Records for the task:
------------------------------------

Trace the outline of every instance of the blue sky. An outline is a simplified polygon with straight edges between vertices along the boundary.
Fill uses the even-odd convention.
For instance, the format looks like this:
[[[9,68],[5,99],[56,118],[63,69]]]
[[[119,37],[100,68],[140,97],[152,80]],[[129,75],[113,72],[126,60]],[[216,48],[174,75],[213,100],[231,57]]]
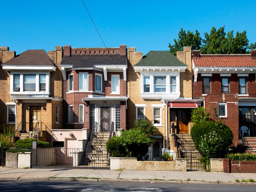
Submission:
[[[17,54],[55,46],[103,47],[82,0],[1,1],[0,46]],[[107,47],[126,44],[145,54],[168,50],[181,28],[201,36],[213,26],[246,30],[256,41],[256,1],[84,0]]]

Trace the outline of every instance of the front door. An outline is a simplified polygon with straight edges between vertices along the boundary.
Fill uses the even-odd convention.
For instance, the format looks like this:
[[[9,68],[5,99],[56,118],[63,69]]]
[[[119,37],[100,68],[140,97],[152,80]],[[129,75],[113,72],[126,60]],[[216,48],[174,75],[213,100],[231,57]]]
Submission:
[[[100,126],[103,130],[101,131],[109,132],[110,128],[110,107],[100,108]]]
[[[41,122],[41,107],[30,107],[30,131],[32,131],[35,128],[36,123]],[[37,125],[37,128],[40,128],[41,125]]]
[[[177,113],[177,133],[188,134],[188,111],[186,110],[178,110]]]

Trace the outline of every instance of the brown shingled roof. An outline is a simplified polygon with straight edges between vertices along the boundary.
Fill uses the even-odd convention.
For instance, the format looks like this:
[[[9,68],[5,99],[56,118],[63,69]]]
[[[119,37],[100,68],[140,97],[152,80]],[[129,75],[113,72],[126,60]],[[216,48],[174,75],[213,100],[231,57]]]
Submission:
[[[54,65],[54,62],[43,50],[29,50],[17,55],[4,65]]]
[[[196,67],[255,67],[256,59],[248,55],[201,55],[193,58]]]

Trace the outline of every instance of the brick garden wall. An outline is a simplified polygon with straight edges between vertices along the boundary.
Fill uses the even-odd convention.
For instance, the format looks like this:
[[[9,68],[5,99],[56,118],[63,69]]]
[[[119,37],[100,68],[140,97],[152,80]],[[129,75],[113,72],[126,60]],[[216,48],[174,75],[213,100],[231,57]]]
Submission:
[[[186,171],[187,159],[176,158],[173,161],[137,161],[136,158],[122,158],[120,168],[123,170]]]

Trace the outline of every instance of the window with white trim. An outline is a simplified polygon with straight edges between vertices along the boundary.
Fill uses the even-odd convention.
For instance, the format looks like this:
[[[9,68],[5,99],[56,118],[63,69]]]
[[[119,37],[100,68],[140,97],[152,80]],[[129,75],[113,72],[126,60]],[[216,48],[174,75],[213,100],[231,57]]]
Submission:
[[[176,77],[170,77],[171,81],[171,92],[176,92],[176,86],[177,83],[176,82]]]
[[[120,80],[119,75],[111,76],[111,92],[120,92]]]
[[[68,122],[73,122],[73,105],[68,106]]]
[[[88,90],[88,73],[80,72],[79,90]]]
[[[15,122],[15,106],[8,105],[7,114],[7,122]]]
[[[161,108],[153,108],[153,119],[154,125],[161,124]]]
[[[95,90],[102,91],[102,76],[95,74]]]
[[[73,74],[68,75],[68,91],[73,90]]]
[[[55,106],[55,122],[59,122],[59,106],[58,105]]]
[[[80,104],[78,106],[78,121],[82,122],[84,121],[84,105]]]
[[[166,90],[166,77],[154,77],[155,92],[165,92]]]
[[[218,108],[219,117],[227,117],[227,103],[219,103]]]
[[[137,107],[136,109],[136,118],[138,120],[140,119],[145,120],[145,108],[143,107]]]

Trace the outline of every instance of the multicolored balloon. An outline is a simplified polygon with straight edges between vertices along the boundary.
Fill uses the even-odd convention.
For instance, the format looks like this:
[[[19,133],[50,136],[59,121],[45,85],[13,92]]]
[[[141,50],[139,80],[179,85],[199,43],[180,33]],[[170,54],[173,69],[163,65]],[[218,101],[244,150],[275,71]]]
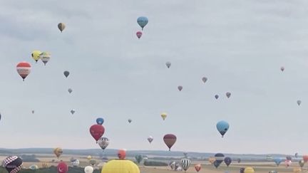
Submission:
[[[173,134],[167,134],[164,136],[163,140],[164,140],[165,144],[169,148],[169,151],[170,151],[171,147],[175,143],[176,140],[177,140],[177,137]]]
[[[148,18],[144,16],[140,16],[137,19],[137,23],[138,25],[141,27],[142,30],[143,30],[143,28],[148,24]]]
[[[143,34],[143,33],[142,33],[141,31],[138,31],[138,32],[136,33],[136,36],[137,36],[137,37],[138,37],[138,39],[140,39],[140,38],[141,38],[142,34]]]
[[[30,63],[27,62],[21,62],[17,64],[16,70],[17,73],[24,81],[24,79],[28,76],[29,74],[30,74],[31,67]]]

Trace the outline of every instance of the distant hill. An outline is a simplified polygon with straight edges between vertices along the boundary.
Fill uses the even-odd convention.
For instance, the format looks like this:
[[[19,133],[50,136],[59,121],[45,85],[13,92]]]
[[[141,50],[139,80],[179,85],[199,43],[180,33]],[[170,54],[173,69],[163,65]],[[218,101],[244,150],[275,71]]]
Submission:
[[[5,149],[0,148],[1,155],[11,155],[16,154],[20,155],[22,154],[53,154],[53,148],[21,148],[21,149]],[[115,149],[106,149],[103,152],[104,156],[115,157],[117,155],[118,150]],[[71,154],[71,155],[83,155],[83,156],[102,156],[103,150],[101,149],[88,149],[88,150],[72,150],[72,149],[63,149],[63,154]],[[146,155],[149,158],[164,158],[164,157],[183,157],[184,156],[183,152],[180,151],[163,151],[163,150],[128,150],[127,151],[126,155],[128,157],[133,157],[136,154]],[[225,156],[230,157],[232,158],[240,158],[242,160],[265,160],[267,155],[270,154],[273,157],[282,157],[285,158],[287,155],[279,154],[224,154]],[[210,152],[189,152],[188,157],[206,159],[210,157],[214,157],[215,153]],[[298,159],[302,158],[299,156]]]

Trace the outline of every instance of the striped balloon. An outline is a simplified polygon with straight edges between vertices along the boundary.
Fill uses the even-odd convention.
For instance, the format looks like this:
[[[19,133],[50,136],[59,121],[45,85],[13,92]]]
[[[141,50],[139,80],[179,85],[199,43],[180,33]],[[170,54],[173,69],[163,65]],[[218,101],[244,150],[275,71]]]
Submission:
[[[181,159],[181,165],[182,168],[186,172],[188,168],[190,167],[191,161],[188,159]]]

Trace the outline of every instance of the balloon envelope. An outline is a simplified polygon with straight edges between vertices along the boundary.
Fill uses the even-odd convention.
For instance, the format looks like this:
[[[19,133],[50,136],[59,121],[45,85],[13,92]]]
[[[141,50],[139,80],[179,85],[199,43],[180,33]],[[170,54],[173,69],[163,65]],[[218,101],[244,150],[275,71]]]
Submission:
[[[177,137],[173,134],[167,134],[164,136],[163,140],[165,144],[169,148],[169,151],[171,150],[171,147],[175,143]]]
[[[222,135],[222,137],[225,135],[227,131],[229,130],[229,123],[225,121],[220,121],[216,124],[216,127],[218,132]]]
[[[137,23],[138,25],[141,27],[142,30],[143,30],[143,28],[148,24],[148,18],[145,16],[140,16],[137,19]]]
[[[93,125],[90,127],[90,134],[97,142],[105,132],[105,128],[103,125]]]

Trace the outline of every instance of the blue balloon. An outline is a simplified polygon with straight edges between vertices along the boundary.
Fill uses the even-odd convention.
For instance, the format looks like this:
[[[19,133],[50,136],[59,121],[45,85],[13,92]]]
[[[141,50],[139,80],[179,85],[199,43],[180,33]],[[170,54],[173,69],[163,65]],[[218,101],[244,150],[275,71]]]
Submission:
[[[103,117],[98,117],[98,119],[96,119],[96,123],[98,123],[98,125],[103,125]]]
[[[146,17],[141,16],[137,19],[137,23],[141,27],[142,30],[143,30],[143,28],[148,24],[148,20]]]
[[[229,123],[225,121],[220,121],[217,123],[216,127],[223,137],[223,135],[227,132],[229,129]]]
[[[274,162],[276,163],[277,166],[279,166],[280,163],[282,162],[282,159],[281,158],[274,158]]]

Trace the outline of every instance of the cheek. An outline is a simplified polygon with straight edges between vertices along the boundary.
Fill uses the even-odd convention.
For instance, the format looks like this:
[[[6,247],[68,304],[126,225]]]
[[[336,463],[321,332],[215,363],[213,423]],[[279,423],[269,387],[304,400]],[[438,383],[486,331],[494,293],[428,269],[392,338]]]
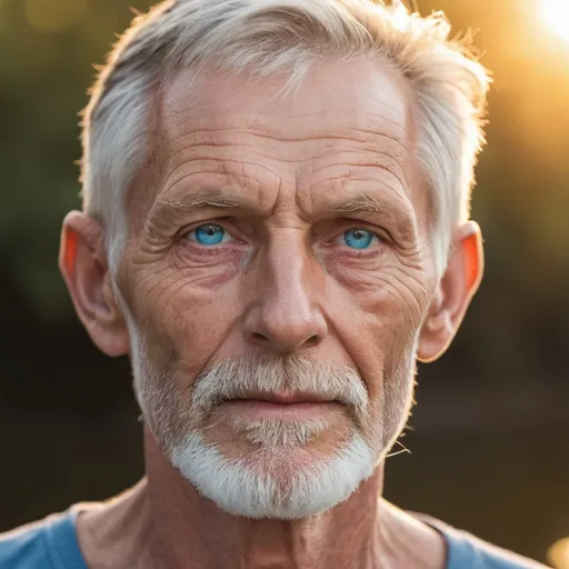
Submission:
[[[153,347],[152,361],[180,378],[193,378],[230,333],[239,299],[231,282],[204,286],[200,274],[184,272],[173,269],[140,278],[134,313]]]
[[[365,378],[370,399],[378,401],[383,378],[393,375],[413,346],[427,308],[423,276],[401,268],[350,269],[349,283],[336,276],[332,306],[340,341]]]

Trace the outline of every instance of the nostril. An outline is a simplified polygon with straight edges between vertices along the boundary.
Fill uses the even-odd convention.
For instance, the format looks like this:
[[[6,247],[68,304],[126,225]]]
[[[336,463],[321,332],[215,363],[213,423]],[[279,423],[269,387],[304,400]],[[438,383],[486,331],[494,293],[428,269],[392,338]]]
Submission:
[[[313,346],[317,346],[318,342],[319,342],[319,338],[318,336],[311,336],[306,342],[305,342],[305,346],[307,348],[312,348]]]

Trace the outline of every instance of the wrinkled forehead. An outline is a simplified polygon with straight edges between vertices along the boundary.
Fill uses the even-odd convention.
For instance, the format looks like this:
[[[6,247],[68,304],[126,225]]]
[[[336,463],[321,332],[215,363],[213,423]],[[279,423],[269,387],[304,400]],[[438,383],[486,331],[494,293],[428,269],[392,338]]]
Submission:
[[[358,131],[360,139],[375,131],[409,147],[409,88],[387,62],[330,61],[310,68],[298,86],[288,79],[182,71],[161,98],[162,132],[173,147],[180,137],[232,129],[273,137],[274,143],[348,131],[358,140]]]
[[[360,58],[319,63],[287,90],[288,78],[181,71],[157,101],[153,200],[194,170],[238,176],[253,164],[253,178],[267,172],[253,183],[303,178],[308,188],[341,163],[341,176],[391,176],[413,201],[411,96],[396,70]]]

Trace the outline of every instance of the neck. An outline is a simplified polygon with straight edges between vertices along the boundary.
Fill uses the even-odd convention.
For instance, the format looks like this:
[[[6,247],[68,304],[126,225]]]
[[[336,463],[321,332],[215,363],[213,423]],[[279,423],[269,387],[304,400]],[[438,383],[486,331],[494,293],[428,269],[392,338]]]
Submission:
[[[200,496],[170,465],[148,430],[146,462],[147,478],[111,502],[116,523],[109,523],[104,507],[96,510],[98,515],[82,517],[80,542],[93,567],[100,557],[89,559],[88,551],[116,555],[119,549],[101,545],[106,533],[112,533],[111,540],[120,541],[129,557],[107,558],[108,567],[443,567],[438,533],[380,499],[382,466],[348,500],[319,516],[251,520],[228,515]],[[98,539],[93,527],[106,528]]]

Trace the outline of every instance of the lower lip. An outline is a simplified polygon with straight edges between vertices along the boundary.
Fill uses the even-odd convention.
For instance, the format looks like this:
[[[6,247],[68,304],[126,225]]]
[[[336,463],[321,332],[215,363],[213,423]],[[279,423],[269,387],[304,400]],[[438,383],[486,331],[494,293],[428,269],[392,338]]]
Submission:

------------------------------------

Turn the listing into a Markdown table with the columns "Row" and "Text", starting at the line that contains "Trace the outline of every instance of the lower" and running through the end of the listing. Number each line in the Row column and put the line itself under Text, skipping any blank lines.

Complete response:
| Row | Text |
|---|---|
| 1 | Trace the outline of every instance of the lower lip. An outline is a simplified polygon with straight edges between vertices along the boundary. |
| 2 | Fill uses the even-odd convention. |
| 3 | For instance, the format looks like this: |
| 4 | [[[6,247],[68,304],[126,225]]] |
| 5 | [[[336,463],[321,332],[215,363],[213,423]],[[279,423],[269,387],[304,400]],[[438,383],[486,331],[494,293],[428,269],[392,338]]] |
| 6 | Submission: |